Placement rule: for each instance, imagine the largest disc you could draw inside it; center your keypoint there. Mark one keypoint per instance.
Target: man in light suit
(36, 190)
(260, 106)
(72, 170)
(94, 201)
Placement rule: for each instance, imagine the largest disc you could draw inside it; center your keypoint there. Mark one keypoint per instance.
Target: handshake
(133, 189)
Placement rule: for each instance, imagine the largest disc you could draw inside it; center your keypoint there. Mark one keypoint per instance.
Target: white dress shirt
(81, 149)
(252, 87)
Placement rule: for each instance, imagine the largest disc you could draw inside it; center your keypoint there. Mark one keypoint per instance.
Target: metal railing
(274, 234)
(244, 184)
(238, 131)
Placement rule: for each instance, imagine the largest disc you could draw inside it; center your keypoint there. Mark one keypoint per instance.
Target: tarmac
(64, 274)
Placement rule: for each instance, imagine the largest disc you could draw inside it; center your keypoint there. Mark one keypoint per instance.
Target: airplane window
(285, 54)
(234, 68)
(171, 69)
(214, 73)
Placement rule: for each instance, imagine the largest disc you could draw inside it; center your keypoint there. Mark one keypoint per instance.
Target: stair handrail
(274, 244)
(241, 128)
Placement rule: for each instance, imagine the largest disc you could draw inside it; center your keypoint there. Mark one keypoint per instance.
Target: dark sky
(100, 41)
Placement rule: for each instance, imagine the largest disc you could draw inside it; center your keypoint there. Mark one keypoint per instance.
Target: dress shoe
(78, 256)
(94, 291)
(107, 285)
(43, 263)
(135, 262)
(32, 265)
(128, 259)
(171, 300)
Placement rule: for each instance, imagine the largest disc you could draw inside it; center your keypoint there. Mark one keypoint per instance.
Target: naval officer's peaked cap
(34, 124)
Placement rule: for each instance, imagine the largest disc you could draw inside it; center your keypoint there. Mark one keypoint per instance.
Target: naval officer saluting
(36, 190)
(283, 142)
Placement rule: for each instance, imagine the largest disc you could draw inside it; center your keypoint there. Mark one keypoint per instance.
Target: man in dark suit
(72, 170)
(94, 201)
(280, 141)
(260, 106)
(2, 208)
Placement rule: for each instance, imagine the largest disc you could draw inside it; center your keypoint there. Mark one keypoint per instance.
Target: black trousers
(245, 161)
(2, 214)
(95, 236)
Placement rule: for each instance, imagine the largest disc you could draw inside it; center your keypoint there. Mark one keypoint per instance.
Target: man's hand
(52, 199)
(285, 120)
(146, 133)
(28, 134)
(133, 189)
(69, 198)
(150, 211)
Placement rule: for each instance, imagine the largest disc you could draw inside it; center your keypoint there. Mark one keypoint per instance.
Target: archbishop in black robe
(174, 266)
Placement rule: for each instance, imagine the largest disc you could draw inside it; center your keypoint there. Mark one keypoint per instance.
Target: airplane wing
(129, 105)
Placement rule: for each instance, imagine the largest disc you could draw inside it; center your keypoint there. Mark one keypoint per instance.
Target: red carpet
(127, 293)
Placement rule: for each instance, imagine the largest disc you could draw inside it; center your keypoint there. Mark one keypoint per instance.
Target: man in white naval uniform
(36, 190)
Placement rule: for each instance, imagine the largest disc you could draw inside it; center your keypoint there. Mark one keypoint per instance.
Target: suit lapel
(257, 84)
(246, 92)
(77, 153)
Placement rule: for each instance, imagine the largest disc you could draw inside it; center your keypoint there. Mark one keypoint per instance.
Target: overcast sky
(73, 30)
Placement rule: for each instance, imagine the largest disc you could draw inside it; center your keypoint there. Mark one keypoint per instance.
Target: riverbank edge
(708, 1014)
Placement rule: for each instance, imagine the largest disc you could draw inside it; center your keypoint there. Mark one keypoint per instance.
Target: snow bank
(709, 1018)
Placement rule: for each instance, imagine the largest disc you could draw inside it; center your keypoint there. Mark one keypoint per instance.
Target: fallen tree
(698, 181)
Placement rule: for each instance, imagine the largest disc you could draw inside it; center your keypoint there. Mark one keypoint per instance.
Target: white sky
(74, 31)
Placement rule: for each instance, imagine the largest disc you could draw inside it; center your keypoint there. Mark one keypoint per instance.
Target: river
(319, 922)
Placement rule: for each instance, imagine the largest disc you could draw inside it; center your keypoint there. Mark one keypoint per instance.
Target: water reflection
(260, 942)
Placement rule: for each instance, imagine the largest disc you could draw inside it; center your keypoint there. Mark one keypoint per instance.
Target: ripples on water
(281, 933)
------------------------------------------------------------
What you need to do
Please reproduce the closing stretch of the records, from the line with "Target: fallen tree" through the last line, exactly as it stands.

Response to this task
Target: fallen tree
(698, 181)
Placement rule: for each instance, imagine the largest disc you could draw inside it; center your keypoint there. Mark one keypoint per instance.
Target: white sky
(74, 31)
Placement rule: for each instance, imagine the largest disc you could draw inside it; center your keypoint there. Mark one keypoint per instance.
Target: river
(319, 922)
Placement rule: for each instance, imagine the largest disc you could draw inside it; center your keypoint there. Mark one keypoint per instance.
Target: water reflection
(260, 942)
Placement rule: for each instance, imagine the largest disc you could draw inside it; center your keypoint there. Mark one keypoint per instance.
Target: ripples on water
(281, 933)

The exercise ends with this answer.